## start DATA EXTRACT

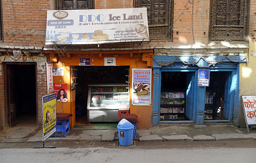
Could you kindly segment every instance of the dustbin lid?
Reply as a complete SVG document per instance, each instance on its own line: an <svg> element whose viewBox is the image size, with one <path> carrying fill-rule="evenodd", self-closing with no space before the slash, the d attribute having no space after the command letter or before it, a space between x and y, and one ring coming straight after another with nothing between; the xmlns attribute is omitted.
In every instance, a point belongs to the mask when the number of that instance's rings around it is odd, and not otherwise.
<svg viewBox="0 0 256 163"><path fill-rule="evenodd" d="M131 129L134 127L134 126L126 119L122 119L118 123L117 128L119 129Z"/></svg>

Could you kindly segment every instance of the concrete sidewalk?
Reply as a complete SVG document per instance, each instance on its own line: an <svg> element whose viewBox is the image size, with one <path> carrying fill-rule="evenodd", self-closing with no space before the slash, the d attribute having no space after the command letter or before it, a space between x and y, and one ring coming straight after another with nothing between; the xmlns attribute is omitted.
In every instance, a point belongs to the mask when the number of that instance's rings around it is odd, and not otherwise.
<svg viewBox="0 0 256 163"><path fill-rule="evenodd" d="M256 140L256 130L237 128L233 124L162 125L148 130L137 130L134 140L140 141ZM201 126L202 127L202 126ZM117 129L73 128L65 137L49 138L47 141L114 141ZM9 128L0 131L0 142L42 141L42 131L35 128Z"/></svg>

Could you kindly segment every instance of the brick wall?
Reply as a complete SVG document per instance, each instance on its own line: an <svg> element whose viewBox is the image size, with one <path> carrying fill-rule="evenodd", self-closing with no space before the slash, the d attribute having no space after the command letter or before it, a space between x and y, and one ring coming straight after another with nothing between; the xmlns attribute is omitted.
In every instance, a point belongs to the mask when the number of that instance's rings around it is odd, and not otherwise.
<svg viewBox="0 0 256 163"><path fill-rule="evenodd" d="M2 0L3 42L0 45L43 46L49 0Z"/></svg>
<svg viewBox="0 0 256 163"><path fill-rule="evenodd" d="M4 68L0 63L0 128L4 126L5 121L4 98Z"/></svg>
<svg viewBox="0 0 256 163"><path fill-rule="evenodd" d="M193 2L174 1L173 42L191 43L194 40L196 42L208 42L210 0Z"/></svg>
<svg viewBox="0 0 256 163"><path fill-rule="evenodd" d="M95 0L95 8L132 8L132 0Z"/></svg>

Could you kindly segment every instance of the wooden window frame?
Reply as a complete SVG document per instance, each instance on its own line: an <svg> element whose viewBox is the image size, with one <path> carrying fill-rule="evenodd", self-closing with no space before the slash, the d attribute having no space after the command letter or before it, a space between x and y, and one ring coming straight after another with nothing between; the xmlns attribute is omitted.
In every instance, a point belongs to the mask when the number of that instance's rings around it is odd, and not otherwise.
<svg viewBox="0 0 256 163"><path fill-rule="evenodd" d="M134 7L141 7L142 0L134 0ZM154 0L150 0L154 4ZM166 1L166 21L164 24L149 25L149 38L152 40L172 40L173 0Z"/></svg>
<svg viewBox="0 0 256 163"><path fill-rule="evenodd" d="M235 12L230 12L230 5L228 5L230 2L235 3L236 0L211 0L210 3L210 29L209 29L209 41L246 41L247 33L248 32L248 11L249 0L239 0L239 19L237 21L238 24L234 24L234 20L230 19L230 15ZM220 5L221 3L227 3L226 7L228 12L218 12L221 10ZM226 7L224 6L224 9ZM232 8L232 7L231 7ZM223 8L222 8L223 9ZM224 10L223 9L222 10ZM226 14L226 15L225 15ZM218 19L218 15L226 16L224 19ZM219 22L218 22L219 21ZM221 24L221 22L226 22L226 24ZM231 23L230 23L231 22Z"/></svg>
<svg viewBox="0 0 256 163"><path fill-rule="evenodd" d="M65 8L63 6L63 1L64 0L55 0L55 10L87 10L87 9L94 9L94 0L87 0L87 8L77 8L77 2L78 0L70 0L75 2L75 6L74 8Z"/></svg>

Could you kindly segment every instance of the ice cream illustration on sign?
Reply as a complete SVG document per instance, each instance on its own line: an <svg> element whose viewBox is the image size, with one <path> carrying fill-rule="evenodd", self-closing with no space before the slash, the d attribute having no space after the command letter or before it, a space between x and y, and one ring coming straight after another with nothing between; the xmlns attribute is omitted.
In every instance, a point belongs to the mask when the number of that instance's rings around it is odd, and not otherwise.
<svg viewBox="0 0 256 163"><path fill-rule="evenodd" d="M143 38L149 39L147 26L142 24L138 24L135 26L135 31L138 34L140 34Z"/></svg>

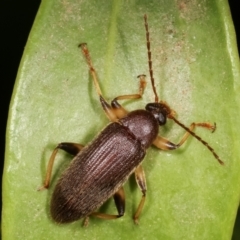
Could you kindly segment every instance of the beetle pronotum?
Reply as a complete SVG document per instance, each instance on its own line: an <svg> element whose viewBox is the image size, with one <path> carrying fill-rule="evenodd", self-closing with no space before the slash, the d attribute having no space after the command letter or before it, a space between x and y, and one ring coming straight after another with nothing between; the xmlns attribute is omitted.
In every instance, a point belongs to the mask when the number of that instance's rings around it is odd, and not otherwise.
<svg viewBox="0 0 240 240"><path fill-rule="evenodd" d="M128 112L118 101L125 99L139 99L142 97L146 81L145 75L139 75L139 90L136 94L121 95L108 104L102 95L96 71L93 67L86 43L79 45L89 67L100 103L110 123L86 147L78 143L62 142L54 149L49 163L44 185L40 189L48 188L52 166L58 149L62 149L75 157L69 167L58 180L51 200L51 216L58 223L69 223L84 218L85 224L89 216L103 219L116 219L124 215L125 196L123 184L128 177L135 173L142 198L133 216L138 223L146 197L146 180L141 162L146 149L153 144L162 150L179 148L192 135L207 147L220 164L220 160L212 147L193 131L195 127L204 127L214 131L216 126L210 123L192 123L189 128L175 118L175 112L164 101L158 100L154 85L151 49L147 16L144 15L148 64L155 102L148 103L145 110L138 109ZM178 144L158 135L159 126L172 119L186 130ZM110 197L114 198L118 214L105 214L96 210Z"/></svg>

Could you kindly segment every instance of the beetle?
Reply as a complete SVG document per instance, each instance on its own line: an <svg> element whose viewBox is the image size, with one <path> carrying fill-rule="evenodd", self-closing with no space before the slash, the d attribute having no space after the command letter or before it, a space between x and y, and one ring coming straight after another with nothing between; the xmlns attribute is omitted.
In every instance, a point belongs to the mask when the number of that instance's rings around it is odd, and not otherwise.
<svg viewBox="0 0 240 240"><path fill-rule="evenodd" d="M89 67L102 108L112 123L107 125L87 146L62 142L54 149L48 163L44 185L40 189L49 187L54 159L59 149L75 156L69 167L63 172L53 191L50 212L53 220L57 223L70 223L83 218L85 219L84 224L87 225L89 216L102 219L122 217L125 212L123 184L134 173L137 185L142 192L142 198L133 216L134 222L137 224L147 191L141 163L146 150L152 144L162 150L174 150L182 146L187 138L192 135L212 152L220 164L224 164L213 148L194 133L195 127L203 127L214 131L216 124L192 123L188 128L176 119L175 111L166 102L159 101L152 70L147 15L144 15L144 25L148 67L151 86L155 95L155 101L148 103L145 109L128 112L118 102L119 100L141 98L146 87L145 75L138 76L138 93L118 96L109 104L102 95L87 44L79 45ZM178 144L158 134L159 126L165 125L167 119L172 119L186 130ZM118 214L97 212L96 210L110 197L113 197L115 201Z"/></svg>

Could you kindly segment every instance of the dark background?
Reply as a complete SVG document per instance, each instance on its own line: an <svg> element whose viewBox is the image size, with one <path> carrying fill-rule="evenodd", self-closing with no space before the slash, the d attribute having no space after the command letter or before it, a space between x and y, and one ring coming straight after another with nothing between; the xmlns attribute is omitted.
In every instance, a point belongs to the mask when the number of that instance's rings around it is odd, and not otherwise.
<svg viewBox="0 0 240 240"><path fill-rule="evenodd" d="M229 0L232 17L240 47L239 1ZM0 173L2 173L5 148L5 129L8 107L16 78L18 65L36 16L39 0L1 0L0 3L0 79L1 79L1 124L0 124ZM0 178L1 184L1 178ZM1 197L1 196L0 196Z"/></svg>

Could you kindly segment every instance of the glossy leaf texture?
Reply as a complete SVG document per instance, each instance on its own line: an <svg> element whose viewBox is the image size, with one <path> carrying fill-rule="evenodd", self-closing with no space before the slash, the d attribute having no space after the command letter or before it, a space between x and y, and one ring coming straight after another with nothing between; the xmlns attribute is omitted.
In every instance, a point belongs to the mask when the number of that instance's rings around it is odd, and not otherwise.
<svg viewBox="0 0 240 240"><path fill-rule="evenodd" d="M88 144L108 124L78 44L87 42L107 100L136 93L136 76L149 75L144 14L160 99L186 126L216 122L214 133L196 133L225 165L192 137L171 152L152 147L143 162L148 191L138 226L132 216L141 193L133 177L124 185L124 217L90 218L87 228L81 221L58 225L49 201L71 156L59 152L50 189L39 192L51 152L62 141ZM231 239L240 193L239 76L226 0L43 0L9 110L3 239ZM141 100L123 106L131 111L151 101L149 82ZM184 131L169 120L160 134L178 142ZM100 211L116 213L113 200Z"/></svg>

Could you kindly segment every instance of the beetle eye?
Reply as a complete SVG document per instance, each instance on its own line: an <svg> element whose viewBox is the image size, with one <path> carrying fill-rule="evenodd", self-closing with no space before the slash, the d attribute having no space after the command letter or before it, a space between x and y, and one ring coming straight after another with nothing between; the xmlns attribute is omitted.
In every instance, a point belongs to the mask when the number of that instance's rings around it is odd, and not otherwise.
<svg viewBox="0 0 240 240"><path fill-rule="evenodd" d="M162 126L162 125L166 124L166 121L167 121L166 115L163 114L162 112L160 112L159 115L158 115L158 123L159 123L159 125Z"/></svg>

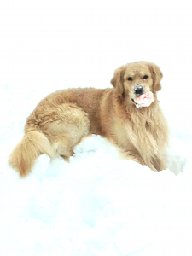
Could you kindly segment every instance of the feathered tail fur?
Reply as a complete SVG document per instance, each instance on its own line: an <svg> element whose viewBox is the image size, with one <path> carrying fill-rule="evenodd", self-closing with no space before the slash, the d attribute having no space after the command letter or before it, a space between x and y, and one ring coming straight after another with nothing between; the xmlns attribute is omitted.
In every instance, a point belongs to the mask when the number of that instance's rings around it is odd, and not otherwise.
<svg viewBox="0 0 192 256"><path fill-rule="evenodd" d="M9 157L9 164L24 177L31 171L35 160L41 154L54 156L48 138L41 132L33 131L26 133Z"/></svg>

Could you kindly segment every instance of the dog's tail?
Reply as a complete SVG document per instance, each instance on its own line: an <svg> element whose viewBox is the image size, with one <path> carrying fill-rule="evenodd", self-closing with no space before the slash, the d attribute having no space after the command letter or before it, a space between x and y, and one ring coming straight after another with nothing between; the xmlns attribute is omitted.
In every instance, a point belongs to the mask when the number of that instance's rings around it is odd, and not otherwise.
<svg viewBox="0 0 192 256"><path fill-rule="evenodd" d="M27 132L16 145L9 157L9 164L20 172L20 177L26 176L35 160L41 154L54 157L54 151L48 138L38 131Z"/></svg>

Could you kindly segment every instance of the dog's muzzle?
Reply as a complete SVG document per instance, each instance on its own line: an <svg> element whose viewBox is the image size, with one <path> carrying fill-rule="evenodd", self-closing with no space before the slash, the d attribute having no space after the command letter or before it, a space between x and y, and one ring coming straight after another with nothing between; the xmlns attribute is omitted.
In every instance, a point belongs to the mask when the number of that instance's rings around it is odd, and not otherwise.
<svg viewBox="0 0 192 256"><path fill-rule="evenodd" d="M135 92L135 95L137 96L138 96L144 93L144 90L142 85L137 85L137 86L135 86L134 92Z"/></svg>

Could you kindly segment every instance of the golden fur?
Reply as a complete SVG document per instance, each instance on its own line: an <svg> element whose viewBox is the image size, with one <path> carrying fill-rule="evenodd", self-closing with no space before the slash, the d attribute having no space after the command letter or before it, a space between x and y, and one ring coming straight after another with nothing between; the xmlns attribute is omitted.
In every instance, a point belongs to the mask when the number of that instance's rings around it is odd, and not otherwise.
<svg viewBox="0 0 192 256"><path fill-rule="evenodd" d="M49 95L27 118L26 134L11 153L9 165L23 177L43 153L68 161L75 145L95 133L113 142L126 159L154 171L166 169L168 125L156 96L161 79L154 63L130 63L114 72L113 89L68 89ZM154 93L149 107L136 108L134 87L138 84Z"/></svg>

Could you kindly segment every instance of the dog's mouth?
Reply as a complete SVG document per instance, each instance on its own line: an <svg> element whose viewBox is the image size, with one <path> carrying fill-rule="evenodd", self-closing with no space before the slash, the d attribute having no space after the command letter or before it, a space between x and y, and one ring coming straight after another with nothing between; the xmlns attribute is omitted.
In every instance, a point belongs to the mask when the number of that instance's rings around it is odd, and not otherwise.
<svg viewBox="0 0 192 256"><path fill-rule="evenodd" d="M141 94L136 98L132 98L131 101L136 105L136 108L149 107L152 102L154 102L154 94L152 91Z"/></svg>

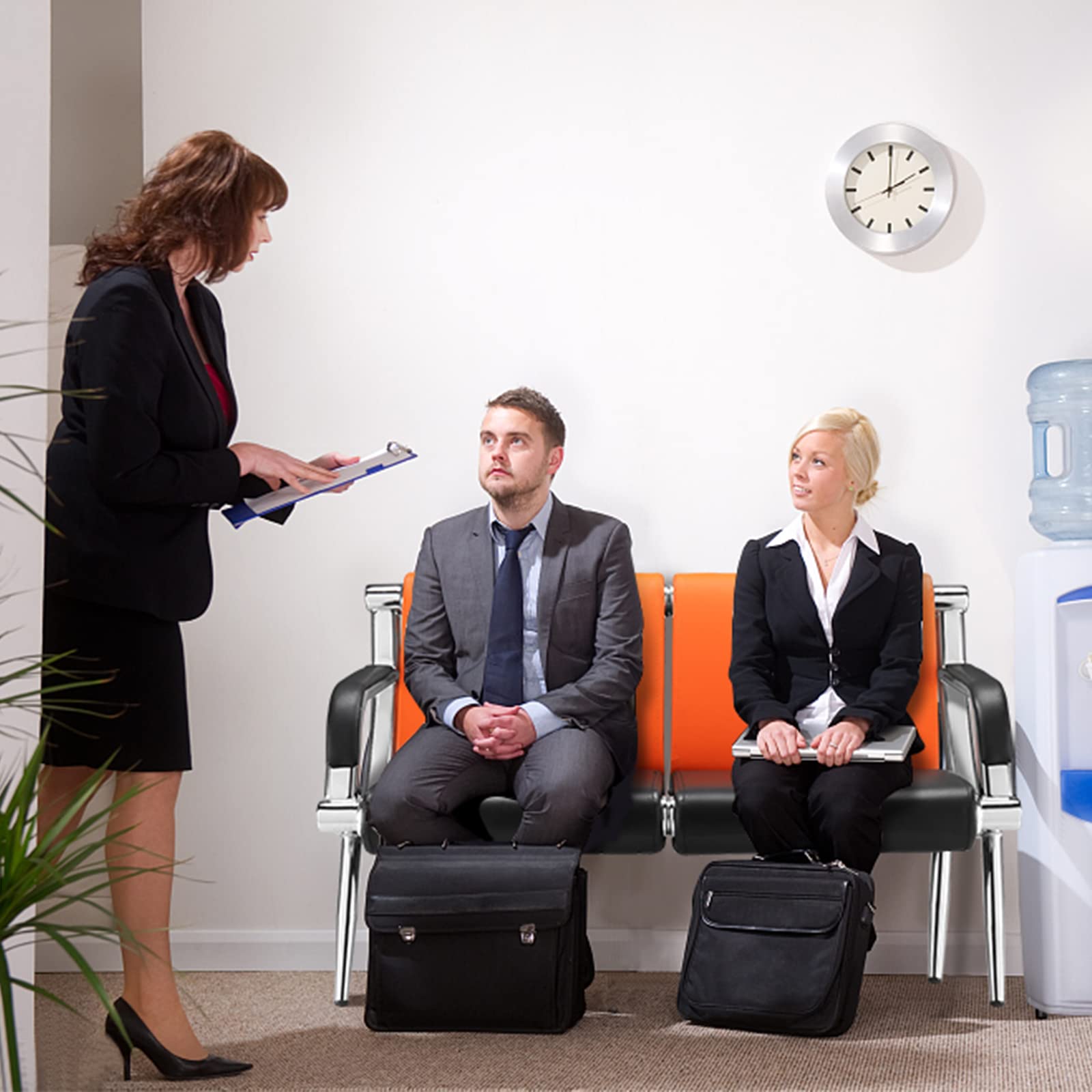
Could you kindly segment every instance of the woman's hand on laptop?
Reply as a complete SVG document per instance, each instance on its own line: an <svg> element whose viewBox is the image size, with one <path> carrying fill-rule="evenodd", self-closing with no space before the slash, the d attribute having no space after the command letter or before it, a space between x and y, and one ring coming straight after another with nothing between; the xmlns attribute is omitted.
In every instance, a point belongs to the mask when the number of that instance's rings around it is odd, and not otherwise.
<svg viewBox="0 0 1092 1092"><path fill-rule="evenodd" d="M808 741L800 729L788 721L767 721L756 739L762 757L779 765L795 765L800 761L800 748Z"/></svg>
<svg viewBox="0 0 1092 1092"><path fill-rule="evenodd" d="M845 765L853 752L865 741L868 722L859 716L847 716L832 724L811 740L816 758L823 765Z"/></svg>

## end DATA EXTRACT

*YOUR GOAL*: Can you gather every line in the rows above that contains the word "tail" and copy each one out in full?

*SOLUTION TO THIS EXERCISE*:
Could you kindly segment every instance of the feathered tail fur?
Could you kindly segment every instance of the dog's tail?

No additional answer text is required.